No texto sobre o sistema de saúde, que nome Michael Porter e Elizabeth Teisberg dão ao modelo atual que criticam?

**** TRECHO DO TEXTO

Citando o saudoso psicanalista David Zimmermann: “Não é a saída, temos que encontrar a entrada”. Tudo que se diz, escreve, mostra e reclama da saúde no Brasil é verdade. Os usuários reclamam das dificuldades, e com razão. Os administradores explicam e justificam, cobertos de razão, os médicos e demais prestadores, os hospitais, os laboratórios, ninguém está sendo exagerado. Mas a saída, qual é?
Entrando na análise do sistema de saúde atual, um livro publicado por Michael Porter e Elizabeth Teisberg disseca profundamente a questão, e sugere soluções. Eles são americanos e no livro estudam sistemas de saúde em diversos países. Começam pela crítica ao atual modelo, que chamam de competição de resultado de soma zero. Os usuários querem pagar o mínimo possível e obter tudo, os planos e seguros querem cobrar o máximo e gastar o mínimo, os hospitais e laboratórios querem fazer tudo o que for possível, cobrando o máximo que puderem. Há indústrias de tecnologias em diagnóstico e tratamento gerando sempre novidades mais caras, raramente em substituição, geralmente em adição a outras já em uso. Os custos crescem acima de qualquer posssibilidade de financiamento. Nem sempre o resultado obtido é proporcional ao acréscimo do custo adicionado.
Em todo o sistema econômico a competição tem conduzido a aperfeiçoamentos com queda nos custos. Tomemos computadores como exemplo: cada vez melhores, cada vez mais acessíveis. Tem sido assim na saúde e na doença? Uma tentativa de ordenamento já se mostrou insuficiente: foi a de organizar em conjunto protocolos baseados nas melhores evidências científicas existentes para racionalizar, gastando somente o indispensável, usando melhor o dinheiro.

********
**** ENTRADAS LISTADAS

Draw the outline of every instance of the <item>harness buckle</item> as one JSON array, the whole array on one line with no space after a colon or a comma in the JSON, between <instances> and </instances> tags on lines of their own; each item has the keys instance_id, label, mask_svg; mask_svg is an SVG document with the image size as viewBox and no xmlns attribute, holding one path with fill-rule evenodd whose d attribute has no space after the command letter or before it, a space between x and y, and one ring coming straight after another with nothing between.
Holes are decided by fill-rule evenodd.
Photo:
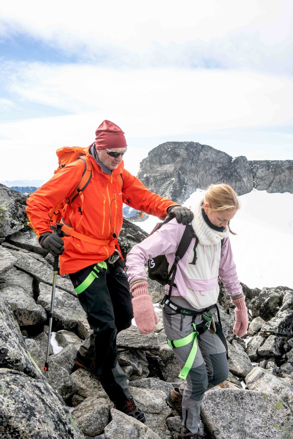
<instances>
[{"instance_id":1,"label":"harness buckle","mask_svg":"<svg viewBox=\"0 0 293 439\"><path fill-rule=\"evenodd\" d=\"M212 317L212 322L213 323L213 330L212 331L212 330L209 327L207 328L207 330L210 332L211 334L216 334L216 325L215 324L215 320L213 317Z\"/></svg>"},{"instance_id":2,"label":"harness buckle","mask_svg":"<svg viewBox=\"0 0 293 439\"><path fill-rule=\"evenodd\" d=\"M121 258L121 255L120 252L117 248L115 249L115 250L112 255L109 256L108 258L108 262L109 264L115 264L116 261L119 259L119 258Z\"/></svg>"}]
</instances>

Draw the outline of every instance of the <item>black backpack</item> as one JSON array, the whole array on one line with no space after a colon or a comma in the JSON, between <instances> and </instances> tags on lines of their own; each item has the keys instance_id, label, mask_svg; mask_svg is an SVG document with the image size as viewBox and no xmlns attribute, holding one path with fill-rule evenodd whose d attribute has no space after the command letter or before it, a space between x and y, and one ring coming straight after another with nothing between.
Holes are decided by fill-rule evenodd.
<instances>
[{"instance_id":1,"label":"black backpack","mask_svg":"<svg viewBox=\"0 0 293 439\"><path fill-rule=\"evenodd\" d=\"M167 215L163 222L157 223L148 236L152 235L154 232L158 230L162 226L168 223L174 217L171 215ZM176 284L174 284L174 279L176 274L177 264L178 261L183 258L191 242L191 240L193 237L196 238L195 243L193 247L194 255L192 262L189 263L195 265L197 259L195 249L199 243L199 240L197 237L195 235L193 229L190 224L188 224L185 226L183 235L176 251L174 263L169 272L168 271L169 264L165 255L161 255L155 258L152 258L148 261L148 270L149 278L156 281L161 285L165 285L168 284L170 285L168 296L166 295L165 295L164 299L161 302L162 304L164 303L167 298L170 299L173 285L176 286Z\"/></svg>"}]
</instances>

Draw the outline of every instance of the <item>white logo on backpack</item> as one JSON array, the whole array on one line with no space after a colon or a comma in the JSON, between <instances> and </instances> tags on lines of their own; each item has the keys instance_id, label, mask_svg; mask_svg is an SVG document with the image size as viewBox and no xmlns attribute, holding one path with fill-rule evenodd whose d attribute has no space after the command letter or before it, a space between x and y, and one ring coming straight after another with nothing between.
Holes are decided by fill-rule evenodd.
<instances>
[{"instance_id":1,"label":"white logo on backpack","mask_svg":"<svg viewBox=\"0 0 293 439\"><path fill-rule=\"evenodd\" d=\"M155 264L154 262L153 259L150 259L149 260L149 266L151 268L153 268L155 266Z\"/></svg>"}]
</instances>

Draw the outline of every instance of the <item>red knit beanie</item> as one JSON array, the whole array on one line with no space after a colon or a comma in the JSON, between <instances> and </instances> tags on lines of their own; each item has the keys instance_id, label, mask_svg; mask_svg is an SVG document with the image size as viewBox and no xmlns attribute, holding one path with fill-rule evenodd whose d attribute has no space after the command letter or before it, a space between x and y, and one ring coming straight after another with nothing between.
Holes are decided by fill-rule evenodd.
<instances>
[{"instance_id":1,"label":"red knit beanie","mask_svg":"<svg viewBox=\"0 0 293 439\"><path fill-rule=\"evenodd\" d=\"M96 130L97 149L113 149L127 146L124 133L118 125L110 120L104 120Z\"/></svg>"}]
</instances>

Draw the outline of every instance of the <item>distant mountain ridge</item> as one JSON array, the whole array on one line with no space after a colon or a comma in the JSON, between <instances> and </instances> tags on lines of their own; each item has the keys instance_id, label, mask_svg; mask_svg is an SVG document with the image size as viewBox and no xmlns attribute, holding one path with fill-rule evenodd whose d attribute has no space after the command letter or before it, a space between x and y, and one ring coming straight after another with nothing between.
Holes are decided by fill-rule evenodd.
<instances>
[{"instance_id":1,"label":"distant mountain ridge","mask_svg":"<svg viewBox=\"0 0 293 439\"><path fill-rule=\"evenodd\" d=\"M38 189L39 187L36 187L35 186L11 186L10 189L17 191L21 194L25 194L27 192L34 192Z\"/></svg>"},{"instance_id":2,"label":"distant mountain ridge","mask_svg":"<svg viewBox=\"0 0 293 439\"><path fill-rule=\"evenodd\" d=\"M138 178L148 188L179 203L197 188L224 183L238 195L255 188L293 193L293 160L235 159L223 151L195 142L166 142L141 162Z\"/></svg>"}]
</instances>

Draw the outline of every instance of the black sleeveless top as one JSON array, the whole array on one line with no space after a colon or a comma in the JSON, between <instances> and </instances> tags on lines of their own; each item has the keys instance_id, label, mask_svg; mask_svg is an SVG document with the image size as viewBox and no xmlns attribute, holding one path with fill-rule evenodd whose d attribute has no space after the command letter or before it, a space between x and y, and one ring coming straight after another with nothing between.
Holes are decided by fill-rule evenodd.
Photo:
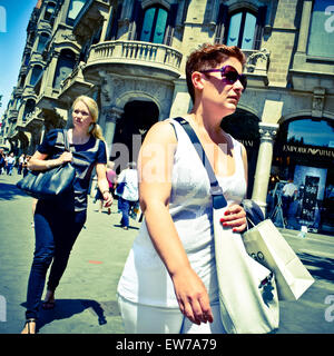
<instances>
[{"instance_id":1,"label":"black sleeveless top","mask_svg":"<svg viewBox=\"0 0 334 356\"><path fill-rule=\"evenodd\" d=\"M61 156L65 151L62 132L61 129L50 130L37 150L40 154L48 155L48 159ZM106 144L90 136L84 145L70 145L70 150L73 156L72 166L76 169L76 178L72 195L66 199L67 204L73 205L76 211L81 211L87 209L87 194L95 165L107 164Z\"/></svg>"}]
</instances>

********

### RESULTADO DA TAREFA
Competição de resultado de soma zero.